> _Boundary annotation records_

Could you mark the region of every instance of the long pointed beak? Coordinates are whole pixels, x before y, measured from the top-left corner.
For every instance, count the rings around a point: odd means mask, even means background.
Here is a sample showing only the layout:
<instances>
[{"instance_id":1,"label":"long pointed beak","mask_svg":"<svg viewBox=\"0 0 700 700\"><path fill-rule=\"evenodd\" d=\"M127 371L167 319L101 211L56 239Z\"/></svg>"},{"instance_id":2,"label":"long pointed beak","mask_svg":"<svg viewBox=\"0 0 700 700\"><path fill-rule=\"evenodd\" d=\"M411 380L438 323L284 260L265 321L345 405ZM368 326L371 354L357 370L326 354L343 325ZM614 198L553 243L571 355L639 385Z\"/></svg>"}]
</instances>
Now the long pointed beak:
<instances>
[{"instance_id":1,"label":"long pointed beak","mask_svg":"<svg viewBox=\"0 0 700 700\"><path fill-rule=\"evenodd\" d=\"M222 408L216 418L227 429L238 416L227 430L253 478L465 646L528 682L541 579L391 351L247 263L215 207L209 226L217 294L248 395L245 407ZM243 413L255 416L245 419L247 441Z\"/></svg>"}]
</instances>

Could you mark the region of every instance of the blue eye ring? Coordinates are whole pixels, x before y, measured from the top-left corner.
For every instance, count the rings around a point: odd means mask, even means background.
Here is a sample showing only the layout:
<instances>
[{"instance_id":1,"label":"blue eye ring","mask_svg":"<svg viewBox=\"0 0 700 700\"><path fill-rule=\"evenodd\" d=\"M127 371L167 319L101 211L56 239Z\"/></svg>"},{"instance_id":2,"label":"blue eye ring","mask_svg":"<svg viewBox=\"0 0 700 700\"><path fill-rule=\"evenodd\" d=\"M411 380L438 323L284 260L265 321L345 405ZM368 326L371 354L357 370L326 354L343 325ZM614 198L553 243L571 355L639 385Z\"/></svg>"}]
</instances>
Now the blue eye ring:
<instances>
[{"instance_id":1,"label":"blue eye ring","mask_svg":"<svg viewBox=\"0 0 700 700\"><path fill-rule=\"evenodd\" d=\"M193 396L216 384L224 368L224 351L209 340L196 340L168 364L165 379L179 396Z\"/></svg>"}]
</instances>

> _WHAT TO WORK ON_
Retype every record above exactly as written.

> _EXERCISE ANSWER_
Could you mark the region of every instance of the long pointed beak? Coordinates are whole pixels, x before y, measured from the top-left corner.
For every instance, count the rings around a point: odd means mask, even means background.
Here is a sample showing only the layout:
<instances>
[{"instance_id":1,"label":"long pointed beak","mask_svg":"<svg viewBox=\"0 0 700 700\"><path fill-rule=\"evenodd\" d=\"M127 371L167 319L101 211L56 239Z\"/></svg>"},{"instance_id":2,"label":"long pointed beak","mask_svg":"<svg viewBox=\"0 0 700 700\"><path fill-rule=\"evenodd\" d=\"M411 380L438 323L284 260L265 321L345 405ZM368 326L371 354L357 370L326 354L343 325ZM614 198L553 243L571 355L639 385Z\"/></svg>"}]
</instances>
Now the long pointed beak:
<instances>
[{"instance_id":1,"label":"long pointed beak","mask_svg":"<svg viewBox=\"0 0 700 700\"><path fill-rule=\"evenodd\" d=\"M222 408L216 418L227 429L238 416L227 430L253 478L465 646L528 682L541 579L391 351L247 263L215 207L209 226L217 294L248 395L245 407ZM243 413L255 416L245 419L247 441Z\"/></svg>"}]
</instances>

Could you mark the region of every instance of the blue eye ring? Coordinates are whole pixels, x before y, measured from the top-left corner.
For every instance, count the rings around a point: odd means mask, even means background.
Here is a sample showing only the layout:
<instances>
[{"instance_id":1,"label":"blue eye ring","mask_svg":"<svg viewBox=\"0 0 700 700\"><path fill-rule=\"evenodd\" d=\"M127 371L167 319L101 211L56 239Z\"/></svg>"},{"instance_id":2,"label":"blue eye ring","mask_svg":"<svg viewBox=\"0 0 700 700\"><path fill-rule=\"evenodd\" d=\"M411 380L438 323L284 260L265 321L345 405ZM368 326L371 354L357 370L326 354L343 325ZM614 198L553 243L571 355L639 385Z\"/></svg>"}]
</instances>
Now the blue eye ring:
<instances>
[{"instance_id":1,"label":"blue eye ring","mask_svg":"<svg viewBox=\"0 0 700 700\"><path fill-rule=\"evenodd\" d=\"M193 396L216 384L224 368L224 351L209 340L196 340L168 364L165 379L179 396Z\"/></svg>"}]
</instances>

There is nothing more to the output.